----- TESTO FORNITO

Le analisi hanno anche rilevato collegamenti tra l'invecchiamento di vari organi e le malattie neurodegenerative. Nel caso dell'Alzheimer e della demenza frontotemporale, è stato scoperto che alcune persone hanno un cervello che appare più vecchio di quanto dovrebbe essere e sono a maggior rischio di sviluppare la malattia. Nel caso del Parkinson, è stata riscontrata anche una correlazione con l'invecchiamento muscolare, a indicare che la neurodegenerazione non è solo un fenomeno cerebrale, ma è collegata all'invecchiamento generale.

----------

# COMPITI DA SVOLGERE
1. In base al testo sull'invecchiamento degli organi, spiega perché la neurodegenerazione non va considerata soltanto un fenomeno cerebrale. Rispondi in una, due o tre frasi.
2. Indica se ciascuna delle seguenti affermazioni concorda con il testo sull'invecchiamento degli organi. Per ognuna rispondi sì o no e cita tra virgolette le parole del testo che lo dimostrano. (a) Alcune persone con un cervello che appare più vecchio del dovuto corrono un rischio maggiore di sviluppare l'Alzheimer o la demenza frontotemporale. (b) Nel caso del Parkinson è stata trovata una correlazione con l'invecchiamento del fegato. (c) Le analisi non hanno trovato alcun legame tra l'invecchiamento degli organi e le malattie neurodegenerative.
3. Trascrivi dal testo sull'invecchiamento degli organi la parte compresa tra "Le analisi hanno" e "collegata all'invecchiamento generale.", entrambi inclusi.

----- DATI FORNITI

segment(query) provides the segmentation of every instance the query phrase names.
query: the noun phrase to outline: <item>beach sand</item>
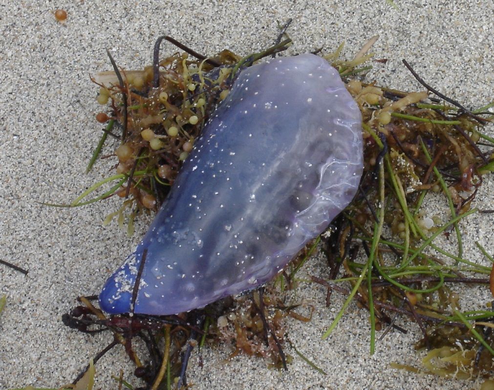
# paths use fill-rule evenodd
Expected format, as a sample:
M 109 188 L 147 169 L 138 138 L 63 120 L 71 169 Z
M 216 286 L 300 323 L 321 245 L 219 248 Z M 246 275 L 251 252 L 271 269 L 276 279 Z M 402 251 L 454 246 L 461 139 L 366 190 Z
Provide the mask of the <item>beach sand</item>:
M 395 0 L 363 1 L 5 1 L 0 4 L 0 258 L 29 270 L 27 275 L 0 264 L 0 294 L 7 296 L 0 314 L 0 389 L 58 388 L 71 382 L 89 359 L 111 341 L 107 333 L 91 336 L 64 326 L 61 316 L 80 295 L 97 293 L 110 272 L 133 250 L 149 220 L 138 221 L 128 239 L 115 223 L 102 222 L 117 209 L 111 198 L 73 209 L 38 203 L 67 203 L 108 175 L 111 159 L 84 171 L 100 135 L 94 120 L 101 108 L 89 75 L 110 70 L 105 49 L 125 69 L 151 63 L 155 39 L 171 36 L 197 51 L 211 55 L 228 48 L 246 55 L 273 43 L 277 22 L 293 18 L 288 32 L 294 42 L 286 54 L 346 42 L 351 58 L 369 38 L 379 39 L 372 51 L 385 64 L 373 63 L 367 79 L 402 90 L 422 90 L 401 60 L 406 59 L 431 85 L 467 107 L 478 107 L 494 96 L 494 4 L 482 1 Z M 53 12 L 68 12 L 60 23 Z M 164 56 L 176 51 L 164 43 Z M 492 127 L 487 131 L 492 134 Z M 118 146 L 110 140 L 104 154 Z M 486 177 L 475 205 L 492 209 L 494 182 Z M 446 200 L 437 207 L 445 209 Z M 481 261 L 478 240 L 491 253 L 494 216 L 475 215 L 461 224 L 469 259 Z M 441 244 L 443 245 L 443 244 Z M 444 245 L 450 245 L 445 242 Z M 454 248 L 452 250 L 454 251 Z M 324 274 L 318 257 L 301 274 Z M 469 290 L 463 307 L 485 306 L 486 289 Z M 368 315 L 350 305 L 326 340 L 321 336 L 341 307 L 333 294 L 330 309 L 325 291 L 302 284 L 293 302 L 316 310 L 307 324 L 287 322 L 288 337 L 304 355 L 327 373 L 320 374 L 289 347 L 294 356 L 288 372 L 270 369 L 268 362 L 240 355 L 220 346 L 195 351 L 188 372 L 196 389 L 478 389 L 459 382 L 397 371 L 390 362 L 418 363 L 413 344 L 414 324 L 399 319 L 410 331 L 394 332 L 369 354 Z M 491 297 L 492 299 L 492 297 Z M 378 333 L 378 337 L 379 334 Z M 202 367 L 198 364 L 200 357 Z M 111 375 L 136 386 L 133 368 L 121 348 L 97 363 L 95 389 L 117 388 Z

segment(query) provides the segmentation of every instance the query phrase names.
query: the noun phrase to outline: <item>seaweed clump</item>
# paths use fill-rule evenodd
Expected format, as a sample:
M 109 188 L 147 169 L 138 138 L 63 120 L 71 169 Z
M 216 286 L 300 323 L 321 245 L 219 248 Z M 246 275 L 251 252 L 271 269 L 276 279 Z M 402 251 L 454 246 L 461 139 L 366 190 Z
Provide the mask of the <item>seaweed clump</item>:
M 117 195 L 124 199 L 123 205 L 105 223 L 118 215 L 123 225 L 127 218 L 131 233 L 135 216 L 157 209 L 165 197 L 181 162 L 216 105 L 228 94 L 238 71 L 287 48 L 291 41 L 287 37 L 282 41 L 284 34 L 284 28 L 274 46 L 243 58 L 224 50 L 207 58 L 169 37 L 160 37 L 153 64 L 135 72 L 119 70 L 109 53 L 114 72 L 93 79 L 100 88 L 98 101 L 108 110 L 96 116 L 106 126 L 87 170 L 109 136 L 120 142 L 111 155 L 118 160 L 116 174 L 67 205 L 87 204 Z M 186 53 L 159 60 L 164 39 Z M 469 110 L 428 85 L 406 62 L 426 90 L 409 93 L 366 82 L 364 75 L 370 67 L 364 63 L 372 57 L 367 52 L 372 43 L 370 41 L 350 61 L 340 59 L 342 45 L 325 56 L 339 71 L 362 113 L 366 162 L 359 193 L 275 283 L 265 292 L 254 292 L 235 302 L 226 300 L 204 310 L 163 317 L 107 318 L 89 300 L 82 298 L 83 306 L 64 316 L 66 324 L 87 333 L 111 331 L 114 340 L 100 355 L 122 344 L 135 363 L 135 376 L 152 389 L 171 388 L 174 382 L 178 387 L 186 386 L 185 368 L 191 351 L 206 343 L 229 344 L 234 349 L 231 357 L 242 352 L 268 357 L 274 366 L 286 368 L 292 358 L 283 351 L 282 346 L 288 342 L 296 354 L 324 373 L 300 354 L 285 330 L 284 319 L 288 316 L 304 321 L 310 318 L 296 313 L 298 305 L 287 304 L 282 293 L 299 283 L 314 283 L 327 288 L 328 306 L 332 292 L 347 296 L 325 337 L 355 301 L 370 313 L 371 353 L 376 330 L 385 329 L 383 335 L 392 329 L 407 331 L 396 323 L 399 314 L 417 323 L 423 336 L 419 346 L 435 348 L 431 352 L 434 356 L 444 356 L 449 352 L 443 349 L 451 350 L 455 346 L 461 354 L 452 352 L 453 363 L 464 364 L 464 352 L 475 351 L 475 358 L 469 364 L 478 371 L 468 371 L 470 377 L 472 373 L 492 369 L 492 359 L 489 365 L 488 358 L 494 351 L 486 324 L 491 323 L 494 312 L 461 312 L 458 294 L 451 286 L 489 283 L 482 275 L 489 274 L 492 267 L 464 258 L 458 223 L 477 212 L 471 208 L 472 202 L 482 175 L 494 166 L 494 139 L 482 131 L 492 120 L 489 110 L 494 104 Z M 111 182 L 115 184 L 109 190 L 87 200 Z M 429 216 L 423 211 L 431 193 L 444 194 L 449 220 Z M 440 235 L 450 234 L 456 238 L 455 253 L 433 242 Z M 309 280 L 299 277 L 298 271 L 318 247 L 327 256 L 328 269 Z M 431 249 L 439 254 L 430 254 Z M 471 321 L 477 322 L 472 325 Z M 135 342 L 145 347 L 148 354 L 143 361 L 137 356 Z M 468 356 L 472 353 L 469 352 Z M 120 386 L 132 388 L 122 375 L 115 379 Z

----------

# RISPOSTE
1. Nel caso del Parkinson è stata riscontrata una correlazione con l'invecchiamento muscolare. Questo indica che la neurodegenerazione è collegata all'invecchiamento generale e non riguarda solo il cervello.

2.
(a) Sì: "alcune persone hanno un cervello che appare più vecchio di quanto dovrebbe essere e sono a maggior rischio di sviluppare la malattia".
(b) No: "è stata riscontrata anche una correlazione con l'invecchiamento muscolare".
(c) No: "Le analisi hanno anche rilevato collegamenti tra l'invecchiamento di vari organi e le malattie neurodegenerative".

3.
Le analisi hanno anche rilevato collegamenti tra l'invecchiamento di vari organi e le malattie neurodegenerative. Nel caso dell'Alzheimer e della demenza frontotemporale, è stato scoperto che alcune persone hanno un cervello che appare più vecchio di quanto dovrebbe essere e sono a maggior rischio di sviluppare la malattia. Nel caso del Parkinson, è stata riscontrata anche una correlazione con l'invecchiamento muscolare, a indicare che la neurodegenerazione non è solo un fenomeno cerebrale, ma è collegata all'invecchiamento generale.